DATASET:

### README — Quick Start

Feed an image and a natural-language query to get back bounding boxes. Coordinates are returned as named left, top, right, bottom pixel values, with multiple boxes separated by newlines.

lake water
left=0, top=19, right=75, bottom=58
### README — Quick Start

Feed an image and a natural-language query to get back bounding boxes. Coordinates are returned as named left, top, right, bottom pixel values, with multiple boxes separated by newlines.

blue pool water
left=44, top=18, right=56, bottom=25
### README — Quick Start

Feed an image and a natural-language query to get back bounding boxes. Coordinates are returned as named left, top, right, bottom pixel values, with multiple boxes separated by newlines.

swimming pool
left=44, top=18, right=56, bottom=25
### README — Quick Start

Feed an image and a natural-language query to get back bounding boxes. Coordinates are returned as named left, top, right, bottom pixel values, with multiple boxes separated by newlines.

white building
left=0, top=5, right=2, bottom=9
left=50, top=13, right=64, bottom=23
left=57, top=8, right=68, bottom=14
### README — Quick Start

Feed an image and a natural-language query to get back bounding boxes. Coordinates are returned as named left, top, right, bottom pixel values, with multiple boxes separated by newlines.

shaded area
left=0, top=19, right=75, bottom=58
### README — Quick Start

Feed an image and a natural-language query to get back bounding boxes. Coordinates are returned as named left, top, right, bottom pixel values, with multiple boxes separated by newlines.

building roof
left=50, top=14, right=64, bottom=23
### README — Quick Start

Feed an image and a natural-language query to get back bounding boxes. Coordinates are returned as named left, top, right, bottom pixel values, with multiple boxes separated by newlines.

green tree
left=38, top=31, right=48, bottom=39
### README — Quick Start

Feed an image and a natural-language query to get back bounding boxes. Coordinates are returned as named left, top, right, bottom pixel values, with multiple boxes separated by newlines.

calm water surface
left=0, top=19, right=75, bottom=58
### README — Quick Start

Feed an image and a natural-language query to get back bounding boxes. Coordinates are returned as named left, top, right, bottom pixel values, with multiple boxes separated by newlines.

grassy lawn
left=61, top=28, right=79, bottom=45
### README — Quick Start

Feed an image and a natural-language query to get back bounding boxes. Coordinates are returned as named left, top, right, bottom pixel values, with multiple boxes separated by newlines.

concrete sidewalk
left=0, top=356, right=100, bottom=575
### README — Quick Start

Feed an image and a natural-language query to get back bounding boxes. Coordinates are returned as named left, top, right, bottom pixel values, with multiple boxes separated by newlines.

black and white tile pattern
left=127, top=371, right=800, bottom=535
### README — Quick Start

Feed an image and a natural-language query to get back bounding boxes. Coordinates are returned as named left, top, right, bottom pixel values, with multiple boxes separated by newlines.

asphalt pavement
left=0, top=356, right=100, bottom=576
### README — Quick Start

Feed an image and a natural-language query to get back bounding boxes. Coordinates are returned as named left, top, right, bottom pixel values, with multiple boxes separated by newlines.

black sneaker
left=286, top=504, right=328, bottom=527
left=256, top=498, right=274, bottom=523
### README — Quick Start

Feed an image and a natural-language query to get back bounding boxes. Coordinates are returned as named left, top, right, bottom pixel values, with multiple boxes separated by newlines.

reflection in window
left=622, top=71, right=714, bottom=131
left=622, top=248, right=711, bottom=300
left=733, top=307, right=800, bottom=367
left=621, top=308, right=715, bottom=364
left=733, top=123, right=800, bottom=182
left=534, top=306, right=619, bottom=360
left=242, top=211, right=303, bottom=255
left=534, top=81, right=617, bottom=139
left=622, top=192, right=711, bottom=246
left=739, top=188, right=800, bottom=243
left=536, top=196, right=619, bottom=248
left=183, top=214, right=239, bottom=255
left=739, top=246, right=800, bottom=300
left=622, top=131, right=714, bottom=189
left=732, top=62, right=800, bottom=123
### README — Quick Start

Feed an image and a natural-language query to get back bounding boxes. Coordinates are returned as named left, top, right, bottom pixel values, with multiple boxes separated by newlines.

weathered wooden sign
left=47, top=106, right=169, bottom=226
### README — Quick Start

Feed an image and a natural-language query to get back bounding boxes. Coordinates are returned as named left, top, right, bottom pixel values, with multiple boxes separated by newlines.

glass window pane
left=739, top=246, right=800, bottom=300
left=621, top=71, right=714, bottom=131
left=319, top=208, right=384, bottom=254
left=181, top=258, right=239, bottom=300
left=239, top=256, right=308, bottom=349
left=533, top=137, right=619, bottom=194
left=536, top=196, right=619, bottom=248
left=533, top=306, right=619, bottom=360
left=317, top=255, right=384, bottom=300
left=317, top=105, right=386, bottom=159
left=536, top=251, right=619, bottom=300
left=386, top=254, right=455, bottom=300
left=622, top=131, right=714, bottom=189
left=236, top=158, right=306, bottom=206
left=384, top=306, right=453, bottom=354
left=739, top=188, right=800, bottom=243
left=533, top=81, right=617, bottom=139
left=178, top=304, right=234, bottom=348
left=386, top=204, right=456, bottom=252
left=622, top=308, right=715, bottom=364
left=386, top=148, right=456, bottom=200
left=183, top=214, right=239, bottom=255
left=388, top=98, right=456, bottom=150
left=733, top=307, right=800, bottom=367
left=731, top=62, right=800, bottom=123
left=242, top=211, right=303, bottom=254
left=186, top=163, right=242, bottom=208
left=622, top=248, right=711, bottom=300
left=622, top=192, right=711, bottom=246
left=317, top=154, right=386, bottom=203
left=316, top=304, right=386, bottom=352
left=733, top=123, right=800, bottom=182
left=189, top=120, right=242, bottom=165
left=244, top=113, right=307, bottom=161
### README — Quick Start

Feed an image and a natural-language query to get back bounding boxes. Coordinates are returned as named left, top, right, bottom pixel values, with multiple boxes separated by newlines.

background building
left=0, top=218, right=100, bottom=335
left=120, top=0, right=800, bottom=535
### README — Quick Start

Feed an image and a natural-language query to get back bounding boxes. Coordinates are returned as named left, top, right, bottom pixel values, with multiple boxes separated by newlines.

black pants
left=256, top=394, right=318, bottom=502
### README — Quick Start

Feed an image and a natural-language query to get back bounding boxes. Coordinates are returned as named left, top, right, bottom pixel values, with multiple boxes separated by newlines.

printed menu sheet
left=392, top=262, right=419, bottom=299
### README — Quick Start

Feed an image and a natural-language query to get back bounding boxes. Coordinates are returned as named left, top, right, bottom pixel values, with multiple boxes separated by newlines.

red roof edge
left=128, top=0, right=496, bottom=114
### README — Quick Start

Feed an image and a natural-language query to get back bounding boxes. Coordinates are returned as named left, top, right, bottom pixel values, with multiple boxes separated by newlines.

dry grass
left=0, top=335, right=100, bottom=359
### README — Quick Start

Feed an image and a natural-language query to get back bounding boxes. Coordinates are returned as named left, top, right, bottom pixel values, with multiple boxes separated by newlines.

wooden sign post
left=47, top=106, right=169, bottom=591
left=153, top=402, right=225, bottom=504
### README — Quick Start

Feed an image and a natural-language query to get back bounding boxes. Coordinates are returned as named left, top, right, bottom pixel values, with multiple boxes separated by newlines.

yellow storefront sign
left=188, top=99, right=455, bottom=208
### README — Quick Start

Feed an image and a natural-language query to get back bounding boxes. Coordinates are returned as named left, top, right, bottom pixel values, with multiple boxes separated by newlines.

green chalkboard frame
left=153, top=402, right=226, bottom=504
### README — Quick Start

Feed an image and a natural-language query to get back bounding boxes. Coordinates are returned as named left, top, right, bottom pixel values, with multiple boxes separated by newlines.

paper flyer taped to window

WHAT IS EXPECTED: Return all of the data above line for line, without changing a single character.

TASK RESULT:
### README — Quick Start

Feed an image and a natural-language query to get back bounding boxes. Coordinates are returned as named left, top, right, bottom pixel values, with multiple boxes separated by newlines.

lake water
left=0, top=19, right=75, bottom=58
### README — Quick Start

Feed an image and a natural-language query to get back bounding boxes. Coordinates are returned as named left, top, right, bottom pixel values, with multiple boxes separated by newlines.

blue pool water
left=44, top=18, right=56, bottom=25
### README — Quick Start

Feed an image and a natural-language query to get back bounding boxes. Coordinates are returned as named left, top, right, bottom pixel values, with multiple boxes separated by newlines.

swimming pool
left=44, top=18, right=56, bottom=25
### README — Quick Start

Feed an image and a natural-language query to get back bounding boxes. Coordinates are returned as named left, top, right, bottom pixel values, with multiple boxes separated by newlines.

white building
left=0, top=5, right=2, bottom=9
left=50, top=13, right=64, bottom=23
left=57, top=8, right=68, bottom=14
### README — Quick Start

Feed an image and a natural-language query to get back bounding boxes. Coordinates are returned as named left, top, right, bottom pixel values, with multiple boxes separated by newlines.

shaded area
left=0, top=19, right=75, bottom=58
### README — Quick Start

Feed an image and a natural-language query to get back bounding boxes. Coordinates are returned as named left, top, right, bottom pixel values, with multiple boxes separated by newlines.

building roof
left=50, top=14, right=64, bottom=23
### README — Quick Start

Feed an image and a natural-language query to get back bounding boxes. Coordinates are returned as named left, top, right, bottom pixel values, with multiple boxes separated by newlines.

green tree
left=38, top=31, right=48, bottom=39
### README — Quick Start

Feed an image and a natural-language query to get back bounding boxes. Coordinates are returned as named left, top, right, bottom pixel values, with multiple boxes separated by newlines.

calm water surface
left=0, top=19, right=75, bottom=58
### README — Quick Start

Feed an image and a natural-language query to get back bounding boxes. Coordinates are returned as named left, top, right, bottom pixel values, with multiple boxes separated by newlines.

grassy lawn
left=61, top=28, right=79, bottom=45
### README — Quick Start

Feed an image and a natural-language query to get back bounding boxes. Coordinates are returned as named left, top, right, bottom pixel values, with multiple boxes separated by newlines.

concrete sidewalk
left=0, top=356, right=100, bottom=575
### README — Quick Start

Feed an image and a natural-language query to get back bounding boxes. Coordinates are returned as named left, top, right, bottom pixel values, with multiple boxes separated by newlines.

black and white tile pattern
left=127, top=371, right=800, bottom=535
### README — Quick Start

Feed an image and a natural-language query to get back bounding boxes. Coordinates are returned as named left, top, right, bottom pixel values, with multiple boxes separated by newlines.

asphalt pavement
left=0, top=356, right=100, bottom=576
### README — Quick Start

Feed an image and a natural-language query to get back bounding boxes. Coordinates are returned as named left, top, right, bottom pixel values, with multiple boxes separated by newlines.

black sneaker
left=286, top=504, right=328, bottom=527
left=256, top=498, right=274, bottom=523
### README — Quick Start

Feed an image and a natural-language query to get back bounding boxes. Coordinates are returned as named left, top, right, bottom pixel values, with multiple boxes separated by newlines.

reflection in window
left=622, top=71, right=714, bottom=131
left=622, top=248, right=711, bottom=300
left=733, top=307, right=800, bottom=367
left=621, top=308, right=715, bottom=364
left=733, top=123, right=800, bottom=182
left=534, top=306, right=619, bottom=360
left=242, top=211, right=303, bottom=255
left=534, top=81, right=617, bottom=139
left=622, top=192, right=711, bottom=246
left=739, top=188, right=800, bottom=243
left=536, top=196, right=619, bottom=248
left=183, top=214, right=239, bottom=255
left=739, top=246, right=800, bottom=300
left=622, top=131, right=714, bottom=189
left=732, top=62, right=800, bottom=123
### README — Quick Start

Feed an image and a natural-language query to get back bounding boxes. Coordinates are returned as named left, top, right, bottom pixel values, with multiple boxes separated by newlines.

weathered wooden sign
left=47, top=106, right=169, bottom=226
### README — Quick Start

Feed an image and a natural-language query to get back bounding boxes. Coordinates are returned as named left, top, right, bottom pixel values, with multiple boxes separated by newlines.

glass window pane
left=739, top=246, right=800, bottom=300
left=621, top=71, right=714, bottom=131
left=319, top=208, right=384, bottom=254
left=181, top=258, right=239, bottom=300
left=239, top=256, right=308, bottom=349
left=533, top=137, right=619, bottom=194
left=536, top=196, right=619, bottom=248
left=533, top=306, right=619, bottom=360
left=317, top=255, right=384, bottom=300
left=317, top=105, right=386, bottom=159
left=536, top=251, right=619, bottom=300
left=386, top=254, right=455, bottom=300
left=622, top=131, right=714, bottom=189
left=236, top=158, right=306, bottom=206
left=384, top=306, right=453, bottom=354
left=739, top=188, right=800, bottom=243
left=533, top=81, right=617, bottom=139
left=178, top=304, right=234, bottom=348
left=386, top=204, right=456, bottom=252
left=622, top=308, right=715, bottom=364
left=386, top=148, right=456, bottom=200
left=183, top=214, right=239, bottom=255
left=388, top=98, right=456, bottom=150
left=733, top=307, right=800, bottom=367
left=731, top=62, right=800, bottom=123
left=242, top=211, right=303, bottom=254
left=186, top=163, right=242, bottom=208
left=622, top=248, right=711, bottom=300
left=622, top=192, right=711, bottom=246
left=317, top=154, right=386, bottom=203
left=316, top=304, right=386, bottom=352
left=733, top=123, right=800, bottom=182
left=189, top=120, right=242, bottom=165
left=244, top=113, right=307, bottom=161
### README — Quick Start

Feed an image and a natural-language query to get back bounding boxes. Coordinates are returned as named left, top, right, bottom pixel values, with multiple boxes separated by newlines.

background building
left=0, top=218, right=100, bottom=335
left=120, top=0, right=800, bottom=535
### README — Quick Start

Feed an image and a natural-language query to get back bounding boxes. Coordinates are returned as named left, top, right, bottom pixel values, with multiple boxes separated by newlines.

black pants
left=256, top=394, right=318, bottom=502
### README — Quick Start

Feed an image and a natural-language query to get back bounding boxes. Coordinates are returned as named left, top, right, bottom pixel values, with multiple boxes separated by newlines.

printed menu sheet
left=392, top=262, right=419, bottom=299
### README — Quick Start

Feed an image and a natural-language query to get back bounding boxes. Coordinates are returned as named left, top, right, bottom pixel values, with multiple boxes separated by newlines.

red roof edge
left=128, top=0, right=496, bottom=114
### README — Quick Start

Feed an image and a natural-language query to get back bounding boxes. Coordinates are returned as named left, top, right, bottom pixel values, with multiple boxes separated by newlines.

dry grass
left=0, top=335, right=100, bottom=359
### README — Quick Start

Feed an image and a natural-language query to get back bounding boxes. Coordinates are returned as named left, top, right, bottom pixel values, with multiple boxes separated by newlines.

wooden sign post
left=47, top=106, right=169, bottom=591
left=153, top=402, right=225, bottom=504
### README — Quick Start

Feed an image and a natural-language query to get back bounding boxes. Coordinates are returned as named left, top, right, bottom pixel values, with multiple boxes separated by newlines.

yellow storefront sign
left=188, top=99, right=455, bottom=208
### README — Quick Start

Feed an image and a natural-language query to get back bounding boxes. Coordinates are returned as named left, top, right, bottom pixel values, with multiple boxes separated by newlines.

green chalkboard frame
left=153, top=402, right=226, bottom=504
### README — Quick Start

Feed an image and a natural-language query to get back bounding boxes. Coordinates are returned as named left, top, right, bottom pixel values, with multiple boxes separated by newlines.

paper flyer taped to window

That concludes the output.